▶ [WHAT THIS TASK INVOLVES]
Return the lines of the records exactly as they stand, starting with the line that contains "target: blue jeans" and continuing through the line that contains "211 513 L 225", both included.

▶ [SUPPLIED MATERIAL]
● ● ● ● ●
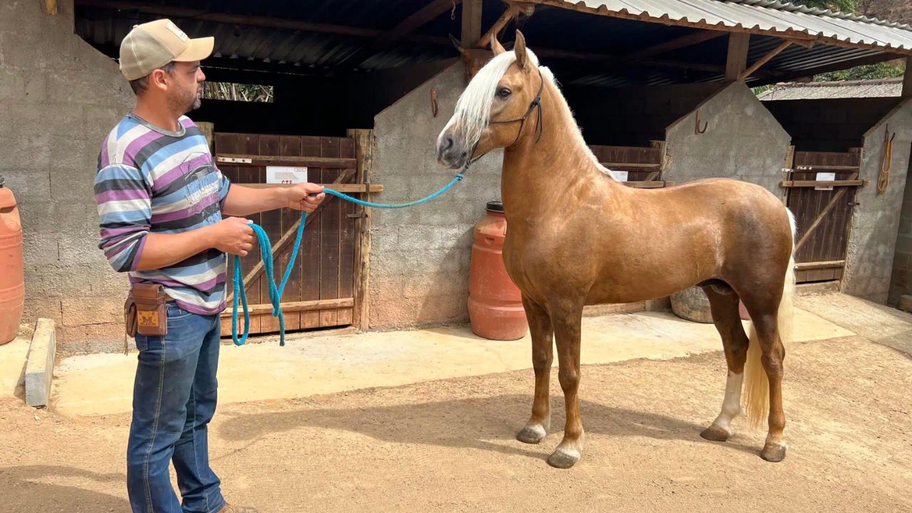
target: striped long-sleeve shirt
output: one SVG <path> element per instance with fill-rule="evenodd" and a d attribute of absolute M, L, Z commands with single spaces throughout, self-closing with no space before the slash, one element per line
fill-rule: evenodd
<path fill-rule="evenodd" d="M 222 220 L 228 180 L 206 138 L 186 116 L 169 131 L 128 114 L 98 155 L 95 200 L 111 267 L 133 283 L 161 283 L 178 305 L 210 315 L 224 309 L 226 258 L 209 249 L 162 269 L 137 270 L 149 234 L 177 234 Z"/>

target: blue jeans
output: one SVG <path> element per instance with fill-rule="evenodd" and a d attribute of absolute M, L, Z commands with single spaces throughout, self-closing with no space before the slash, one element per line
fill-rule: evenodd
<path fill-rule="evenodd" d="M 211 513 L 225 504 L 221 481 L 209 467 L 206 429 L 215 414 L 220 334 L 217 315 L 168 303 L 168 334 L 136 335 L 140 356 L 127 448 L 134 512 Z M 169 462 L 182 503 L 171 487 Z"/>

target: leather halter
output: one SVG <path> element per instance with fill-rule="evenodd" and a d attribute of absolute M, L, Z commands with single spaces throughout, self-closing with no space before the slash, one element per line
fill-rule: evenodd
<path fill-rule="evenodd" d="M 535 125 L 535 131 L 538 132 L 538 136 L 535 138 L 535 142 L 538 143 L 538 141 L 542 140 L 542 92 L 544 90 L 544 78 L 542 77 L 542 69 L 540 68 L 536 68 L 536 69 L 538 69 L 538 79 L 541 81 L 541 85 L 538 87 L 538 93 L 535 95 L 535 98 L 531 103 L 529 103 L 529 108 L 525 110 L 525 114 L 523 114 L 522 118 L 516 118 L 514 120 L 492 120 L 488 121 L 489 123 L 515 123 L 516 121 L 520 121 L 519 131 L 516 132 L 516 139 L 510 143 L 510 146 L 513 146 L 517 141 L 519 141 L 519 136 L 523 135 L 523 128 L 525 126 L 526 119 L 529 118 L 529 115 L 532 114 L 532 111 L 536 107 L 538 108 L 538 123 Z"/>
<path fill-rule="evenodd" d="M 533 99 L 531 103 L 529 103 L 529 108 L 525 110 L 525 114 L 523 114 L 522 118 L 516 118 L 513 120 L 492 120 L 488 121 L 489 124 L 515 123 L 516 121 L 520 122 L 519 131 L 516 132 L 516 139 L 514 139 L 513 141 L 509 144 L 509 146 L 513 146 L 513 144 L 516 143 L 517 141 L 519 141 L 519 136 L 523 135 L 523 129 L 525 128 L 525 120 L 529 118 L 529 115 L 532 114 L 532 111 L 536 107 L 538 108 L 538 120 L 537 120 L 538 122 L 535 124 L 535 131 L 538 132 L 538 135 L 535 137 L 535 143 L 538 144 L 538 141 L 542 140 L 542 131 L 544 130 L 543 119 L 542 119 L 542 92 L 544 91 L 544 78 L 542 77 L 542 69 L 537 67 L 536 69 L 538 69 L 538 79 L 541 82 L 541 84 L 538 86 L 538 93 L 535 95 L 535 98 Z M 472 147 L 472 152 L 469 153 L 469 160 L 465 162 L 465 167 L 463 167 L 463 169 L 466 170 L 469 169 L 469 166 L 471 164 L 475 163 L 476 162 L 478 162 L 479 159 L 481 159 L 484 155 L 487 155 L 487 153 L 485 152 L 475 157 L 474 159 L 472 158 L 472 155 L 474 154 L 475 149 L 478 148 L 478 143 L 480 141 L 476 141 L 474 146 Z"/>

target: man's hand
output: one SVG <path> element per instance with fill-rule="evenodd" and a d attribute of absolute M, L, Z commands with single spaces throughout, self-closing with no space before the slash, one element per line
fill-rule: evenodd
● ● ● ● ●
▶ [FINAL RESULT]
target: blue jeans
output: one SVG <path> element per instance with fill-rule="evenodd" and a d attribute of absolute M, L, Z commands with single spaces throughout, self-closing with no space before the slash, one element per line
fill-rule: evenodd
<path fill-rule="evenodd" d="M 211 513 L 225 504 L 221 481 L 209 467 L 206 429 L 215 414 L 220 334 L 217 315 L 168 303 L 168 334 L 136 335 L 140 356 L 127 448 L 134 512 Z M 169 462 L 182 503 L 171 487 Z"/>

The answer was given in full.